▶ [DOCUMENT SEGMENT]
==============================
New Delhi, Nov 15: India’s excess deaths during the COVID-19 pandemic could be as high as 49 lakh (4.9 million), according to a new study that provides further evidence that millions more may have died from coronavirus than the official tally.
Experts who have questioned India’s official covid-19 death toll of 4.63 lakh citing Civil Registry Service (CRS) data, seroprevalence studies and other sources, claimed that the country registered anywhere between 27 lakh and 49 lakh excess deaths during the pandemic till June 2021.
Indo-Canadian epidemiologist Dr Prabhat Jha, director of the Centre for Global Health Research, University of Toronto, said various data showed that Covid-19 is the main contributor to excess deaths in the pandemic months in both 2020 and 2021.
“The actual numbers are at least three million or substantially higher than what has been officially reported, and with the adjustments India’s Covid deaths per million are close or similar to Latin America,” he said.
Dr Jha and other experts, who spoke at a specially convened panel by the Indian Academy of Sciences (IASc), said the calculations were made using several sources: CRS data from states, data from the Consumer Payment Household Surveys (CPHS) and surveys by the polling agency CVoter (Since May 2020, the polling agency has been asking households if they have recorded a Covid death).
==============================
▶ [MATERIAL SHOWN]
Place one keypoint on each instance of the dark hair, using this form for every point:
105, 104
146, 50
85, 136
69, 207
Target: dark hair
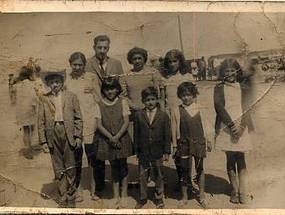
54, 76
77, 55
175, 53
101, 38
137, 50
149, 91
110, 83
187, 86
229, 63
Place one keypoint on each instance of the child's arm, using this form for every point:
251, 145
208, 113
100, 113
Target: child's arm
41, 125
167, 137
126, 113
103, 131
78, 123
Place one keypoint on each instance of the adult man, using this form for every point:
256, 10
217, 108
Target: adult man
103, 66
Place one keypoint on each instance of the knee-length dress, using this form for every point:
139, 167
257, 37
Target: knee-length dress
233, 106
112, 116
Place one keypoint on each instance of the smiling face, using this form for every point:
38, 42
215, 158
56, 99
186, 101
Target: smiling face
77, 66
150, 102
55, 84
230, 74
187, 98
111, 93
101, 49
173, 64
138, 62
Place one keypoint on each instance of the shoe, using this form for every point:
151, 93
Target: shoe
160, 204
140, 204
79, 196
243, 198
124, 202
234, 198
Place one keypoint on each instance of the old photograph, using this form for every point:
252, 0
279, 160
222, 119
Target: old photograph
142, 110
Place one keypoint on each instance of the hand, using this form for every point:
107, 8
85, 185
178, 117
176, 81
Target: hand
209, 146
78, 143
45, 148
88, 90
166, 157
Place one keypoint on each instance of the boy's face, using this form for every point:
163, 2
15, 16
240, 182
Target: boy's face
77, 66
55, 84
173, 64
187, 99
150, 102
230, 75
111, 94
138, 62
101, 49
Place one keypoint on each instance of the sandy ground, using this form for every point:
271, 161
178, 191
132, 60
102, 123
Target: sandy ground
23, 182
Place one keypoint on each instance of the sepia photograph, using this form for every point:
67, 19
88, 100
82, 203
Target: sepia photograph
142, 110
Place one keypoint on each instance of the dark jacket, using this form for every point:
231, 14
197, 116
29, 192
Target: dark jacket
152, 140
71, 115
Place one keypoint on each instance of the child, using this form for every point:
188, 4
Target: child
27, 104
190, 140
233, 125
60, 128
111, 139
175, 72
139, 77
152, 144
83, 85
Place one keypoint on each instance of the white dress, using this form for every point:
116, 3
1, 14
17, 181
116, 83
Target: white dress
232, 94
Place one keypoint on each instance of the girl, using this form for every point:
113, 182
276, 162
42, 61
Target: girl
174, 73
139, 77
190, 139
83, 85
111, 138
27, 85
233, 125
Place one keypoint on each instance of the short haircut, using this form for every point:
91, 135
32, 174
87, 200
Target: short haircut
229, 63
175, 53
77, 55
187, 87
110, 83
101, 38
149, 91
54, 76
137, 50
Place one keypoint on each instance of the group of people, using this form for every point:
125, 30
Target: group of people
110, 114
==============================
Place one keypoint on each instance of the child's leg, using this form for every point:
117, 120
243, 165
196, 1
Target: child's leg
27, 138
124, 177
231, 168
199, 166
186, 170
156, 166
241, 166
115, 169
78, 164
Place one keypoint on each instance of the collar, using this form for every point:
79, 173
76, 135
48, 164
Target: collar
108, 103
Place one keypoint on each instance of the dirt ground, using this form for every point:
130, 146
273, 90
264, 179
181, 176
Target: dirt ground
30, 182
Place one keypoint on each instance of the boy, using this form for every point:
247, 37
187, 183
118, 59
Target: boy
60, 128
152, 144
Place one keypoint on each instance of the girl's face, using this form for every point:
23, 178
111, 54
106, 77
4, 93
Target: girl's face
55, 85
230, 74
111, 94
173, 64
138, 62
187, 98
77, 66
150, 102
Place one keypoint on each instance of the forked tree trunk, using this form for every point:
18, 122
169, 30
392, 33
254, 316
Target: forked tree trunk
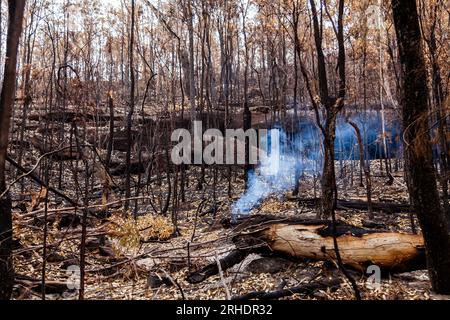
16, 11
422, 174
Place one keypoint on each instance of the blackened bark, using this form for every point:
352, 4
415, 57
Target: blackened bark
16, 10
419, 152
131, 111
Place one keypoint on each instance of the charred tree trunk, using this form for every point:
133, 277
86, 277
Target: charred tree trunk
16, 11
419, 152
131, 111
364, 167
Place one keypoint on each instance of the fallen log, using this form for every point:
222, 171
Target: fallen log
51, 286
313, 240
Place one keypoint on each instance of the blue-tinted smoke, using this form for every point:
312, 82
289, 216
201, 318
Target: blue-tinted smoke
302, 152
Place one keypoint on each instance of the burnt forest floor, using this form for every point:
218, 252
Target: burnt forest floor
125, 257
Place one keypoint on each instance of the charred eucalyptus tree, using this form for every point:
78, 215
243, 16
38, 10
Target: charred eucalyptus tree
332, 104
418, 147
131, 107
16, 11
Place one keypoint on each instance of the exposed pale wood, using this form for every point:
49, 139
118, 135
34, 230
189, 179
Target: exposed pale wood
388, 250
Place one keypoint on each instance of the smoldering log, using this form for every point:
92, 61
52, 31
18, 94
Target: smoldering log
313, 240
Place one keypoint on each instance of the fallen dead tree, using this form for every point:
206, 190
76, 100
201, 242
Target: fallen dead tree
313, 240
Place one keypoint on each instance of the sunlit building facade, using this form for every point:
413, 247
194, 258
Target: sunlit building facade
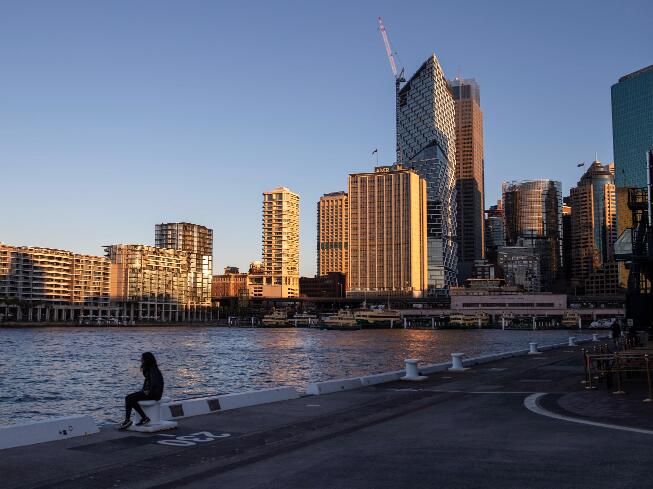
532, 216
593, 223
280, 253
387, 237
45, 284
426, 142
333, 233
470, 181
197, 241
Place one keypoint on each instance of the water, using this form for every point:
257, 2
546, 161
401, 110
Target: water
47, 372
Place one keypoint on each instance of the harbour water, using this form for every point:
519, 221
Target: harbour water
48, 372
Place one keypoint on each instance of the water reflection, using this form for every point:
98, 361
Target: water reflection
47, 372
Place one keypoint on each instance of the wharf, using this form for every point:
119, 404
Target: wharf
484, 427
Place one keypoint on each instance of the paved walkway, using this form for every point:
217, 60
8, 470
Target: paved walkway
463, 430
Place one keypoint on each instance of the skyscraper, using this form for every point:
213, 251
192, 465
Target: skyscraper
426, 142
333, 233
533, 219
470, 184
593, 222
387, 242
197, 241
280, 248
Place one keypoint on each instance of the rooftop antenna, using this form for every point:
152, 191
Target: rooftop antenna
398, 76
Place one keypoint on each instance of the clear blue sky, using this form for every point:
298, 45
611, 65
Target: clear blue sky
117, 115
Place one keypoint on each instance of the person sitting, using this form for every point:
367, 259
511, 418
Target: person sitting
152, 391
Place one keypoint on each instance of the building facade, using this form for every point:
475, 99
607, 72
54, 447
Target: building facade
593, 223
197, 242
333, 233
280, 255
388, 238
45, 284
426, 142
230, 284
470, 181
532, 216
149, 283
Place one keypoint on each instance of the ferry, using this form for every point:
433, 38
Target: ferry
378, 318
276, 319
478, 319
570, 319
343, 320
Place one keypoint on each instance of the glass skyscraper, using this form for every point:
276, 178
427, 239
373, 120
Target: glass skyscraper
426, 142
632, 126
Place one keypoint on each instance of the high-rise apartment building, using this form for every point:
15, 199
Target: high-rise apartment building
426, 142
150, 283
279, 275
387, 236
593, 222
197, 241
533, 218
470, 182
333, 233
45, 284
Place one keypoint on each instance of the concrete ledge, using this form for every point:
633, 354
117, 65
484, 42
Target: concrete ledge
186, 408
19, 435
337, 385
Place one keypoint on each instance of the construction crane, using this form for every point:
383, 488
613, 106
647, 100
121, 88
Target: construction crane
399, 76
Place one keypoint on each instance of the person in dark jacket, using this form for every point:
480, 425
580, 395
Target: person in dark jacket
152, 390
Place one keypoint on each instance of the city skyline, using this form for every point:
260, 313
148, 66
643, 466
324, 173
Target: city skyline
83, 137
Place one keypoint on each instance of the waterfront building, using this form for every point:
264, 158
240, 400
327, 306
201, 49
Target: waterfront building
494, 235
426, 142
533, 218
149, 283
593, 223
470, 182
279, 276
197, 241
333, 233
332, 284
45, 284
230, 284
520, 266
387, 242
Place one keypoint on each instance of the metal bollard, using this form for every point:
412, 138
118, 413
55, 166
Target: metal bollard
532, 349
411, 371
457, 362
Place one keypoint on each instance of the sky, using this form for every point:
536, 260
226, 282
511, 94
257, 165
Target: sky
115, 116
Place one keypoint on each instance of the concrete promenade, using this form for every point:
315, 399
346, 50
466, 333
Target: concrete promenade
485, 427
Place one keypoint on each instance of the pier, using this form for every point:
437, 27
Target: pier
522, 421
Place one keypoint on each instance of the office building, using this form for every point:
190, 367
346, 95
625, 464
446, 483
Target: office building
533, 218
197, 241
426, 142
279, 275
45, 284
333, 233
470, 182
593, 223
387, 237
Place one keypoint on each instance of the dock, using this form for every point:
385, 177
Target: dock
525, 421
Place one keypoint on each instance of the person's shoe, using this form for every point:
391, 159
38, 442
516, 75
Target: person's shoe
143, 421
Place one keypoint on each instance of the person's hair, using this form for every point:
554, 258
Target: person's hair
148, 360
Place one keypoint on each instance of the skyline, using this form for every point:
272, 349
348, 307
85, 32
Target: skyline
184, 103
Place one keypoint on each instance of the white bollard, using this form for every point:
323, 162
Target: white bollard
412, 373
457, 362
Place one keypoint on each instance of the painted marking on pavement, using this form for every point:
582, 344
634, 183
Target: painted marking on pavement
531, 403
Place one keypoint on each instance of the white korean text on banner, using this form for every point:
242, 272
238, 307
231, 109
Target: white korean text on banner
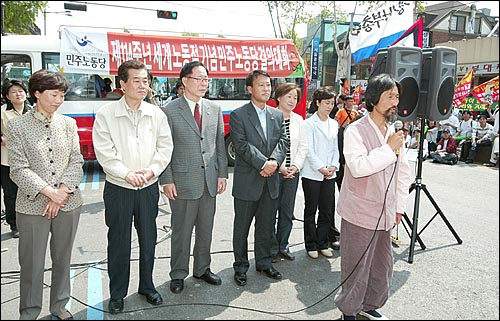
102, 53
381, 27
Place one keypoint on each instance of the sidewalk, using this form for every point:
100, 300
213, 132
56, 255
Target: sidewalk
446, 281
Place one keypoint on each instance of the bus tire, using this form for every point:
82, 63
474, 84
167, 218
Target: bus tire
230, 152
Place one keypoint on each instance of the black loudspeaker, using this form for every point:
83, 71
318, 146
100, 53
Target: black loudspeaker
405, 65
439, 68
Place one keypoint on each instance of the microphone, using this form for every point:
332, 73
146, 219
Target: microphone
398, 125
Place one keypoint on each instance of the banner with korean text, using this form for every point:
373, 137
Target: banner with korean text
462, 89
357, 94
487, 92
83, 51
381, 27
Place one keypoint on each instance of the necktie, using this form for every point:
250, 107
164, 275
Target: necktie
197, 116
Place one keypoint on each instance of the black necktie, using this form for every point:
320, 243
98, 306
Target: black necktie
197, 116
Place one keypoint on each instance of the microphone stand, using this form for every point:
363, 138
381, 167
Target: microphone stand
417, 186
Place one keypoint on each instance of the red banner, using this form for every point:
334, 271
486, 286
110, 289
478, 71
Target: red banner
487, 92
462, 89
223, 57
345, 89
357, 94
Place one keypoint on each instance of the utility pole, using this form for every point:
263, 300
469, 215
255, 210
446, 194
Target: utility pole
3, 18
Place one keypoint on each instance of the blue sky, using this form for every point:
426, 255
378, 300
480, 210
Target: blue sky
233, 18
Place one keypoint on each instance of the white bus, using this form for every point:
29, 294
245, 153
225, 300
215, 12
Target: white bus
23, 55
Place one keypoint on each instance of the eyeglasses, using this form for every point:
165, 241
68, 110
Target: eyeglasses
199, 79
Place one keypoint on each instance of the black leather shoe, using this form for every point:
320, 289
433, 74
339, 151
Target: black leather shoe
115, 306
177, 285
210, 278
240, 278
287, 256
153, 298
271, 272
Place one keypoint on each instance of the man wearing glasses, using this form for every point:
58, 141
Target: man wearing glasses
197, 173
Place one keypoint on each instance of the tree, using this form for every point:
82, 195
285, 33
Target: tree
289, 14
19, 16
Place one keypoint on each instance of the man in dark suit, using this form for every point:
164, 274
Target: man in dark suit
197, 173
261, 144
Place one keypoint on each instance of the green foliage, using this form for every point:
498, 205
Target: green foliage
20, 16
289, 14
==============================
▶ [WORK INSTRUCTION 1]
In the news report on India's COVID-19 excess deaths, what range of excess deaths did experts say India registered during the pandemic through June 2021?
▶ [WORK INSTRUCTION 2]
Transcribe the passage of the news report on India's COVID-19 excess deaths from "Indo-Canadian epidemiologist Dr" up to and including "2020 and 2021.".

▶ [ANSWER SECTION 1]
Between 27 lakh and 49 lakh excess deaths.

▶ [ANSWER SECTION 2]
Indo-Canadian epidemiologist Dr Prabhat Jha, director of the Centre for Global Health Research, University of Toronto, said various data showed that Covid-19 is the main contributor to excess deaths in the pandemic months in both 2020 and 2021.